↓↓↓
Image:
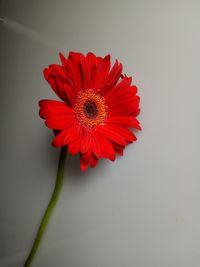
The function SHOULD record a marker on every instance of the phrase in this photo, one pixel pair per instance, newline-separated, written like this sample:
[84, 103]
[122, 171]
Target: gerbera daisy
↑↑↑
_PROBLEM DESCRIPTION_.
Exactly as they stand, the entries must be written out again, pictures excluded.

_ANSWER AREA_.
Image:
The function SHOULD record a marker on every instance of the phrase in this photo, one pixel pair per instance, newline-separated, written like this sample:
[84, 103]
[122, 171]
Target: gerbera daisy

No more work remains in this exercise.